Output the material below line for line, with no changes.

(Location identification entries)
(begin)

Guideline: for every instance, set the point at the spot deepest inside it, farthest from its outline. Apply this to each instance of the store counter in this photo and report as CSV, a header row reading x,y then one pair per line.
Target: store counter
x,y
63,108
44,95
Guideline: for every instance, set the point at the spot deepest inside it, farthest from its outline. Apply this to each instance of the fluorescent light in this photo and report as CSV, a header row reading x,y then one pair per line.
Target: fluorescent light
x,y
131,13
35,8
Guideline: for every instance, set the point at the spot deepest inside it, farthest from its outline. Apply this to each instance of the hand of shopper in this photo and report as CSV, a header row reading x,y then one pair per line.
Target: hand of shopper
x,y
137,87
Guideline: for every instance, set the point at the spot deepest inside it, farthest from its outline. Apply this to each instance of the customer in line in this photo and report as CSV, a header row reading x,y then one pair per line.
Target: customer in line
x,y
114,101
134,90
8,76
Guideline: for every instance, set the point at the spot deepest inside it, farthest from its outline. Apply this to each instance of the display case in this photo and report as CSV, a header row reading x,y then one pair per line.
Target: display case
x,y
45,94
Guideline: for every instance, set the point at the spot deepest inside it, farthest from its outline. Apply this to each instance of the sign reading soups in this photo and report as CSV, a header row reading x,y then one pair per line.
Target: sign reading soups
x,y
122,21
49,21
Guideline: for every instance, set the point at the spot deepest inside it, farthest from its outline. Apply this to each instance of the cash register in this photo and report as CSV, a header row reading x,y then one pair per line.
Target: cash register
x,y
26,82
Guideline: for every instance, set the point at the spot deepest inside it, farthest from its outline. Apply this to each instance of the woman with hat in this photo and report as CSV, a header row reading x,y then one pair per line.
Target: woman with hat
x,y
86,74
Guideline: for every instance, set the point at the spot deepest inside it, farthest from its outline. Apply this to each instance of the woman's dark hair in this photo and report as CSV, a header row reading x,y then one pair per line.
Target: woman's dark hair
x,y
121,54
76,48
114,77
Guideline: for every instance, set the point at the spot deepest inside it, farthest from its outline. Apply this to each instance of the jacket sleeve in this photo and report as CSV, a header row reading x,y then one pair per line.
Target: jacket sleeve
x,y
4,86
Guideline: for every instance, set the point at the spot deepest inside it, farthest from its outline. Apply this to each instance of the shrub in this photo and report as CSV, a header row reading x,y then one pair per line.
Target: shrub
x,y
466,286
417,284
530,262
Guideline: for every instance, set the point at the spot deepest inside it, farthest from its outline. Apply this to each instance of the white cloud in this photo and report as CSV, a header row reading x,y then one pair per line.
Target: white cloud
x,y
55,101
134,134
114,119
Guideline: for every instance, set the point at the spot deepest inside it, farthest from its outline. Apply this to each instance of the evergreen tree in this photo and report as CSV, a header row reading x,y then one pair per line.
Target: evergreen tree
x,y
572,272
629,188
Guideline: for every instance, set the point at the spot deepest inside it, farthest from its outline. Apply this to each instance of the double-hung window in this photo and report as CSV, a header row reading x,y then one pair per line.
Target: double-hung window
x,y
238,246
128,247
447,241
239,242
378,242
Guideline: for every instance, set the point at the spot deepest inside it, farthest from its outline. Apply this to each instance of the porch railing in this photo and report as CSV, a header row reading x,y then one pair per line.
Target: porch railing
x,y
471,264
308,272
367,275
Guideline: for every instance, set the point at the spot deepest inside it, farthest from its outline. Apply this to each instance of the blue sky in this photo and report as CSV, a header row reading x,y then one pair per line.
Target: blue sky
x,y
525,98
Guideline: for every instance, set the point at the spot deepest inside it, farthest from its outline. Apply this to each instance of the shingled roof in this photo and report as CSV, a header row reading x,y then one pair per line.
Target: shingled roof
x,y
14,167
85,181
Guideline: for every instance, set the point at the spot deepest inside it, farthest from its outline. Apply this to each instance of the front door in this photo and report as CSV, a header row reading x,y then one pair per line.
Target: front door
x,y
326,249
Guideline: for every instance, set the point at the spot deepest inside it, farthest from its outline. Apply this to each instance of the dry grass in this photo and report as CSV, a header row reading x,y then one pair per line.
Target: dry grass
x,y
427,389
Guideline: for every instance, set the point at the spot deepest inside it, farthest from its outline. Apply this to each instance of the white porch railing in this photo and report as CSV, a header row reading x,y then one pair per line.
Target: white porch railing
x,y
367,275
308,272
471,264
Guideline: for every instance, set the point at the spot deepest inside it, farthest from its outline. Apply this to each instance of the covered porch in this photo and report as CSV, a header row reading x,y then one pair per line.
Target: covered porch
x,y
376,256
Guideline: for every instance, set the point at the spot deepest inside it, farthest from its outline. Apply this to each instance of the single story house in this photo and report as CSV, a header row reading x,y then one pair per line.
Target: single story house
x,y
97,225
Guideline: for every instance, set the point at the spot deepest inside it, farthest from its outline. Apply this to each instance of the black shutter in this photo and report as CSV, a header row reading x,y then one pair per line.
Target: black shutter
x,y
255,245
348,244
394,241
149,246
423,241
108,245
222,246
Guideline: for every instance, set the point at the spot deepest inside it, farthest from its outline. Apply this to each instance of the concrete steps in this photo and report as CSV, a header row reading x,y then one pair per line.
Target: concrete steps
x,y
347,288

(end)

Result for this exercise =
Guideline: for every instance, set the point at the spot deepest inside it, farthest from its outline. Apply this to each instance of the store counter in this photo and report as CSV, a header row reading x,y then one pair per line.
Target: store counter
x,y
63,108
44,95
Guideline: for every instance, set the point at the spot deepest inside it, farthest from its outline. Apply this to each instance of the fluorescent light in this photo and report as CSV, a header row reading x,y then one pair per line.
Target: fluorescent light
x,y
131,13
35,8
Guideline: for every instance, set the point at the spot deepest inside it, farthest from its outline. Apply this to each instance of the hand of shopper in this photo and report as CSV, a header row reading x,y then one pair per line.
Target: hand of shopper
x,y
137,87
Guideline: for every instance, set the point at the spot deepest inside it, farthest from its outline. Apply this to each instance of the customer in line in this photo and report as CSV, a header row reading x,y then one pair per line.
Target: customer in line
x,y
114,101
134,90
8,76
Guideline: for every instance, set the point at the spot deepest inside it, farthest from its outline. Apply this to each instance of the display case in this photo and report as CSV, a header row reading x,y then one pair per line.
Target: display case
x,y
45,94
Guideline: for every instance, set the point at the spot deepest inside it, farthest from its outline. Apply this to each instance of the sign reading soups in this photo and report as CSV, a header row reading x,y then one pair per line.
Target: sign reading soups
x,y
122,21
49,21
Guideline: for every instance, set the point at the spot deepest inside it, farthest from its outline. Apply this to each instance of the cash register in this photo and report as CSV, a header row reading x,y then one pair per line.
Target: cash register
x,y
26,82
Guideline: for every instance, set the point at the spot deepest inside it, farthest from its outline. Apply this to each instance of the woman with hat in this photo and report as CSV, a header row reading x,y then one pair per line.
Target: woman with hat
x,y
86,74
Guideline: for every instance, set the point at the spot deepest inside it, farthest from its outline. Apply this to each instance of the woman's dark hair in this photo and report as CSV, a header row reading x,y then one pair per line.
Target: woman's dark hair
x,y
121,54
76,48
114,77
Guideline: for every instance, set the point at the spot deepest inside it, farthest from its outline. Apply this to each instance of the jacket sleeve in this photo and report as CSV, a header row reading x,y then one pair per line.
Target: jacket sleeve
x,y
4,86
Guideline: for every instance, set the point at the spot deepest inside it, farthest from its outline. Apply this to each instance of the shrub in this photo and report as CSV, a header row reading x,y then one pair per line.
Target: shrub
x,y
466,286
417,284
530,262
Guideline: for every instance, set the point at the spot deepest inside it, farthest from its outline. Apply this to each instance of the white cloud in this photo and report as CSV, a header row reading x,y then one pair per line.
Target: white cloud
x,y
55,101
134,134
114,119
Guideline: for every instance, set the point at the spot deepest inside it, farthest from its outline. Apply this to each instance of the evergreen tree in this photo and report as CSV, a header row reading x,y then one pair per line.
Target: evergreen tree
x,y
572,272
629,188
Guideline: for every instance, set the point at the spot deepest inside it, farthest from its outline. Apply this to each instance of the double-hung window in this photo and report as CSV, a header row reading x,y then one pair per line.
Target: double-hung window
x,y
238,246
128,247
447,241
239,242
378,242
Guideline: for every instance, set the point at the spot deepest inside it, farthest from its outline. Apply this to each instance of the porch railing in this photo and report as CSV, a header row reading x,y then one pair per line.
Target: porch railing
x,y
471,264
308,272
367,275
Guideline: for every instance, set the point at the spot deepest inside it, farthest from its outline. Apply this to each instance of the blue sky in this photo and report as CSV, a header row reading x,y then one pair per line.
Target: blue sky
x,y
525,98
Guideline: for every instance, set the point at the spot deepest inside it, farthest from its outline. Apply this to each instance of the shingled roof in this photo and report as CSV, a header row reading x,y then one pair per line.
Target: shingled roof
x,y
14,167
85,181
Guideline: for every instance, set the point at the spot deepest inside it, farthest from its outline. Apply this to each instance of the front door in this photo and report as CSV, a header row reading x,y then one pair per line.
Target: front door
x,y
326,249
Guideline: for every instance, set the point at the spot deepest inside it, farthest from its outline. Apply this to each instance of the dry grass in this photo and report as CSV, a header row reading x,y then one pair per line.
Target: dry grass
x,y
427,389
Guideline: for every instance, set the point at the spot deepest inside it, farthest from its outline. Apply this to each instance of the white porch railing in this photo and report as CSV, a header row reading x,y then one pair per line.
Target: white porch railing
x,y
367,275
308,272
471,264
Guideline: for every instance, set the point at the spot deepest inside it, farthest from its outline. Apply this to each instance of the covered porch in this photo and report as CSV, a header row reading x,y then one pair per line.
Target: covered porch
x,y
376,256
Guideline: for every instance, set the point at the spot deepest inside it, farthest from its outline. Apply this to each instance of the single story house in this photo and report as CSV, a header row reading x,y then one pair per line.
Target: single story house
x,y
97,225
Guideline: for every instance, set the point at the spot deepest inside it, farthest from its outline. Apply this to each instance of the black shutter in this photo and report as CSV, a header row reading x,y then one pair per line.
Target: black shutter
x,y
255,245
348,244
394,241
149,246
423,241
108,245
222,246
Guideline: for every instance, set the point at the spot deepest inside it, farthest from its outline. Apply this to each instance of the concrete steps in this photo and report as CSV, a header row reading x,y then one pair per line.
Target: concrete steps
x,y
347,288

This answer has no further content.